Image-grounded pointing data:

....

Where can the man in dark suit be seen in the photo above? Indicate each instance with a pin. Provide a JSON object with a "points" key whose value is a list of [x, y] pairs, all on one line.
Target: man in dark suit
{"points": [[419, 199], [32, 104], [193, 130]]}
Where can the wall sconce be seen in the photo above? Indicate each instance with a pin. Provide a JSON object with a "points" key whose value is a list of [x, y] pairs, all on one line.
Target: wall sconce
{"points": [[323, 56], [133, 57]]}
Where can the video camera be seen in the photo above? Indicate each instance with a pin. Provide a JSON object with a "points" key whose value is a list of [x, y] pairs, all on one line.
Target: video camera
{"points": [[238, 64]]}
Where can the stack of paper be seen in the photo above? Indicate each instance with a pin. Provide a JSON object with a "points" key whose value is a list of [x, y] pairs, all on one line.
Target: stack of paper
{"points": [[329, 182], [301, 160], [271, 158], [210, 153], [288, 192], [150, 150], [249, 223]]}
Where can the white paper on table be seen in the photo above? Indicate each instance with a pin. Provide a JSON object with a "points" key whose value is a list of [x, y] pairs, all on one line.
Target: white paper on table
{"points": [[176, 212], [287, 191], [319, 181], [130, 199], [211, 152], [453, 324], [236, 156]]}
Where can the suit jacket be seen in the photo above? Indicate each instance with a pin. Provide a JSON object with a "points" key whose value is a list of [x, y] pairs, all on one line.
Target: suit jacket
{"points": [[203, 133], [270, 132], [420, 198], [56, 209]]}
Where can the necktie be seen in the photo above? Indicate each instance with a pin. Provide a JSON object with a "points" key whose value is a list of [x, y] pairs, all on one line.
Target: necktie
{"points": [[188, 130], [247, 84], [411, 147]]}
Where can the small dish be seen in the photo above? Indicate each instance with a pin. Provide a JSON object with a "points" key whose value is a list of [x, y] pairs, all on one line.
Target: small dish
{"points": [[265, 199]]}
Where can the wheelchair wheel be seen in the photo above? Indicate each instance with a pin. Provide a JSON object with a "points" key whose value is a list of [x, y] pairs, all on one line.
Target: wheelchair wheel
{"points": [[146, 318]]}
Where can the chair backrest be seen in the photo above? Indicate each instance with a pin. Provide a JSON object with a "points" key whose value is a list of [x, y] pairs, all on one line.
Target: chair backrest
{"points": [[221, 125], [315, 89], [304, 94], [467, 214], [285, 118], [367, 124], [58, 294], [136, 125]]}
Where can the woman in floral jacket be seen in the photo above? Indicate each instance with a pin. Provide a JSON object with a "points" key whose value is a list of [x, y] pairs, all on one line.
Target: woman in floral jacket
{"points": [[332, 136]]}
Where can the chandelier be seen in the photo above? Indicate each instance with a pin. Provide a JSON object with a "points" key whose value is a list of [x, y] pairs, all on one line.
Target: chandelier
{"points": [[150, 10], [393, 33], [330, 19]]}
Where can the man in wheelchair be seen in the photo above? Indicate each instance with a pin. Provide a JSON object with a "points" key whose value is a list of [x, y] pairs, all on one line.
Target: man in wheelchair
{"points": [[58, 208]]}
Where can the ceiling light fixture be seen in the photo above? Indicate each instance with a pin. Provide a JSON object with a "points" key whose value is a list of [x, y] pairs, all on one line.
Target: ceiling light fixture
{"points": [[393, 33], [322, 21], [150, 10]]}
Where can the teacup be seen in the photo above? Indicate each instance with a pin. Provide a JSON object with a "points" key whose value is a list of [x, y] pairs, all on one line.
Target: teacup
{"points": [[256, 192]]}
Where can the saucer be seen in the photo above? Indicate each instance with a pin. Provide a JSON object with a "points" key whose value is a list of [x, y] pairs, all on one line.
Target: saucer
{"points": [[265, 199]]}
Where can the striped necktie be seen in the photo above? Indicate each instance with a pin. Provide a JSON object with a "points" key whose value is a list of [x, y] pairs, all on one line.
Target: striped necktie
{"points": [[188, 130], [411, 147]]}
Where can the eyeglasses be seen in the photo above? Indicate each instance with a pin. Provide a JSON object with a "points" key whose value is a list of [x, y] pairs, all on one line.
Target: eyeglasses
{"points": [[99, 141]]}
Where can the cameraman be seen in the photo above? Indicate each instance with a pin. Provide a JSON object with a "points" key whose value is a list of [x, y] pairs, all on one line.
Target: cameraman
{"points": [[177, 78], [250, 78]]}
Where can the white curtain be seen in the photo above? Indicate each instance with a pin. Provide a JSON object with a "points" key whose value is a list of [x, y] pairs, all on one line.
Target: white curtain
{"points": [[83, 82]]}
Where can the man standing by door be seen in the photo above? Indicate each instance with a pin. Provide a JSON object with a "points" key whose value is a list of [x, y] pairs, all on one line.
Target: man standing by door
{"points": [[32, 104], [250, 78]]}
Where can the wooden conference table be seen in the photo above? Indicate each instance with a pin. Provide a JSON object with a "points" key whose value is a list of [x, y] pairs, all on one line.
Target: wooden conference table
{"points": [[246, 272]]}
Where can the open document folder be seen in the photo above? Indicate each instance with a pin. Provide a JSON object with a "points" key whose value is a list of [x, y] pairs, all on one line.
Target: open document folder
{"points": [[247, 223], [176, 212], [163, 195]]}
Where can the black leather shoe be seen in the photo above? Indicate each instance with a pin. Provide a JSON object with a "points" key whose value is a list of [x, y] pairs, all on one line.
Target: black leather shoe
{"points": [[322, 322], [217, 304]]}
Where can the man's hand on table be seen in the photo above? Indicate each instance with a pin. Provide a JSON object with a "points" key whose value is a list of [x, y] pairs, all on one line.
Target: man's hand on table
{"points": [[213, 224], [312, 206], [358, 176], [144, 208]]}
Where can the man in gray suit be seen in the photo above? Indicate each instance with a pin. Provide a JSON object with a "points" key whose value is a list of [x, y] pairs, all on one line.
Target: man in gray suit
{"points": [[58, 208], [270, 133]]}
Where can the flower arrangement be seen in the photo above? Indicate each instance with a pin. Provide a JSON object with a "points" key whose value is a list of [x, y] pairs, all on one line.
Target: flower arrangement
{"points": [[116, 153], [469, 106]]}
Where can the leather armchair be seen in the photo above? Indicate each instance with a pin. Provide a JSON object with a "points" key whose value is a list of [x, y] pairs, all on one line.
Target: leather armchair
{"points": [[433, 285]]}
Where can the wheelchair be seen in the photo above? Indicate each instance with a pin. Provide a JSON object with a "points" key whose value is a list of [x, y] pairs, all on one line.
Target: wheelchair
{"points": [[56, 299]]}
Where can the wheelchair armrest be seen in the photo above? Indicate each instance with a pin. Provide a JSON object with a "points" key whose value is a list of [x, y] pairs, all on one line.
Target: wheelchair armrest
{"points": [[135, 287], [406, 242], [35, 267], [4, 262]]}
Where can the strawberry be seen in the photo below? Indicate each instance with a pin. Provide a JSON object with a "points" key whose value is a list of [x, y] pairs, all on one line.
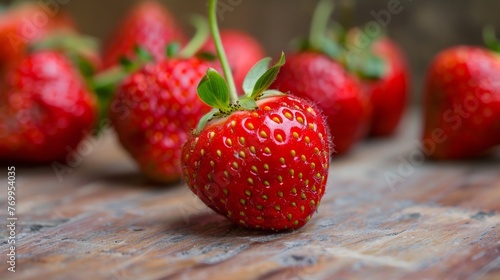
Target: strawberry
{"points": [[153, 112], [243, 51], [462, 103], [24, 24], [262, 159], [390, 91], [45, 109], [148, 25], [317, 74], [156, 107]]}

....

None of the pictures should appear; the rest of the entries must be reproduced exactly.

- **Task solution**
Where can the man in dark suit be seen in the photo above? Indicate each instance with a pin. Provide a JSON object with a "points" key whose value is a list of [x, y] pairs, all on one line.
Target: man in dark suit
{"points": [[419, 199], [32, 104], [193, 130]]}
Where can the wall sconce be seen in the photo above? Indicate each instance with a pin. Provide a JSON object with a "points" key whose value is a list of [x, y] pairs, all on one line.
Target: wall sconce
{"points": [[323, 56], [133, 57]]}
Where can the video camera be seen in the photo above? Indicate each instance with a pin. Provide a JSON object with a "points" key whose value is a list of [x, y] pairs, all on one line.
Target: video camera
{"points": [[238, 64]]}
Where can the stack of paper be seen in the photo above? Indicate each instance with a pin. Provide a JSON object with a "points" key whose value is a list of [x, y] pairs, all on one line.
Target: stack of paper
{"points": [[329, 182], [301, 160], [271, 158], [210, 153], [288, 192], [150, 150], [249, 223]]}
Where can the white paper on table be seen in the photo above? Indicate each instance with a pin. Provide a JSON object with a "points" key whose value is a list of [x, y] pairs, all on one line.
Target: white paper on table
{"points": [[176, 212], [287, 191], [319, 181], [130, 199], [211, 152], [453, 324], [236, 156]]}
Where can the suit jacket be seen in the photo above? Indicate each instance with a pin. Provide a JSON object with a "points" key whose value is a list of [x, y] pairs, all on one line.
Target: suit jacket
{"points": [[203, 133], [270, 132], [420, 198], [56, 209]]}
Where can the necktie be seen in the photo above? Indicate each instance with a pin. Provide a JSON object with a "points" key whose value is a list of [x, y] pairs, all on one line.
Target: necktie
{"points": [[188, 130], [247, 84], [411, 147]]}
Where can the small dish be seen in the photo above? Indicate each instance with a pin. Provide a JSON object with a "points" key whose value is a list of [x, y] pairs, all on one line.
Target: small dish
{"points": [[265, 199]]}
Where can the wheelchair wheel be seen in the photo above? Indicate each instance with a pin. Provide a JSON object with a "points" key whose value is a list of [x, y] pairs, all on one line.
Target: wheelchair wheel
{"points": [[146, 318]]}
Where can the chair backrest be seen in the photo above? Indicate each instance with a pin. Provide a JSON object with a "points" key whose value is a list of [x, y] pairs, all on one line.
Target: chair backrest
{"points": [[221, 125], [315, 89], [304, 94], [467, 214], [285, 118], [367, 124], [58, 294], [136, 125]]}
Where can the woman in floral jacket be seen in the photo above? Indicate each instance with a pin. Provide a JSON object with a "points" key whose value is a list of [x, y] pairs, all on one line.
Target: woman in floral jacket
{"points": [[332, 136]]}
Where can the chandelier be seen in the photo above? Indicate each instance with a pin. Provide a JSON object with a "points" key whose value is a list of [x, y] pairs, all on one line.
Target: chandelier
{"points": [[150, 10], [393, 33], [330, 19]]}
Where can the man in wheelchair be seen in the photo above? Indicate each instance with a pin. Provide a JSON object with a "points" key whose value is a list of [x, y] pairs, all on one line.
Target: man in wheelchair
{"points": [[58, 208]]}
Where can the ceiling light fixture be seen in the photo above? Indicate each instance with a pin. Provide a JSON object with a "points" key whose value is a list of [x, y] pairs, all on one line.
Target: ceiling light fixture
{"points": [[393, 33], [322, 21], [150, 10]]}
Where can the teacup be seen in the photo above? Indicate each instance with a pin. Provide a JSON object with a "points" key whose value is a list of [x, y] pairs, all on one line.
Target: teacup
{"points": [[256, 192]]}
Where can the saucer be seen in the photo above? Indicate each instance with a pin. Provide a JSON object with a "points" key whose value is a list of [x, y] pairs, all on one line.
Target: saucer
{"points": [[265, 199]]}
Where can the striped necktie be seen in the photo above? Indicate each instance with a pin. Provide a JSON object with a "points" key whose value is a list of [x, y] pairs, all on one line.
Target: striped necktie
{"points": [[188, 130], [411, 147]]}
Where can the eyeglasses be seen in the photo above? Indicate each instance with a pin. Provide a JSON object with a "points" key whose value is a list of [x, y] pairs, all on one line.
Target: eyeglasses
{"points": [[99, 141]]}
Where can the cameraman be seen in the photo above? Indicate each instance with a pin. Provide a JSON object with a "points" key whose value is a list of [x, y] pairs, all on one line.
Target: cameraman
{"points": [[177, 78], [250, 78]]}
Where can the white curtain be seen in the photo above? Indicate each instance with a pin. Provide a JSON object with a "points" key whose value is a list of [x, y] pairs, all on one line.
Target: white curtain
{"points": [[83, 82]]}
Where can the man standing by door be seen in the photo above? Indicate each instance with a pin. Provide a JSON object with a "points" key whose value is a list of [x, y] pairs, all on one line.
Target: man standing by door
{"points": [[32, 104], [250, 78]]}
Where can the wooden conference table be seen in the photo above? Indicate each instance with a pin. Provide a JSON object with a "points" key whose value is a list of [x, y] pairs, all on one line.
Target: wooden conference table
{"points": [[246, 272]]}
Where can the open document folder be seen in the photo above? Indicate each instance with a pin. Provide a JSON object with a "points" key whose value is a list of [x, y] pairs, all on one line.
Target: open document folder
{"points": [[247, 223], [176, 212], [163, 195]]}
Where can the black leather shoe be seen in the photo above? Indicate each instance with a pin. Provide a JSON object with a "points" key whose value is a list of [x, y] pairs, all on one line.
Target: black leather shoe
{"points": [[322, 322], [217, 304]]}
Where can the man's hand on table be seen in the photo above? Indicate each instance with a pin. Provide a JSON object with a "points" key whose value is a list of [x, y] pairs, all on one line.
Target: man's hand on table
{"points": [[213, 224], [312, 206], [358, 176], [144, 208]]}
Where can the man in gray suit be seen in the photo above? Indicate each instance with a pin. Provide a JSON object with a "points" key whose value is a list of [x, y] pairs, all on one line.
Target: man in gray suit
{"points": [[58, 208], [270, 133]]}
Where can the flower arrangement be seen in the photo above? Indicate each instance with a pin. Provide a JSON object with a "points" key whose value is a list of [x, y] pairs, all on one line.
Target: flower arrangement
{"points": [[116, 153], [469, 106]]}
Where can the leather armchair be seen in the photo above? Indicate each instance with a pin. Provide a JSON object with a "points" key whose value is a list of [x, y] pairs, all on one line.
Target: leather armchair
{"points": [[433, 285]]}
Where can the wheelchair be seen in the photo above? Indicate each instance with a pin. Provide a JSON object with a "points" key whose value is a list of [x, y] pairs, all on one line.
Target: wheelchair
{"points": [[56, 299]]}
Where can the wheelchair armrest be seen in the photo above? Indicate each instance with a pin. Provide a JSON object with a "points" key whose value is a list of [x, y] pairs, all on one line.
Target: wheelchair armrest
{"points": [[135, 287], [406, 242], [35, 267], [4, 262]]}
Where can the strawberry be seen in the photo below? Indicate each instance with a pin. Provide a JSON object with a "points" key whose value is a list of [x, y] pairs, all on one line.
Target: strawberry
{"points": [[153, 112], [243, 51], [462, 103], [24, 24], [262, 159], [390, 91], [45, 109], [148, 25], [317, 74], [156, 107]]}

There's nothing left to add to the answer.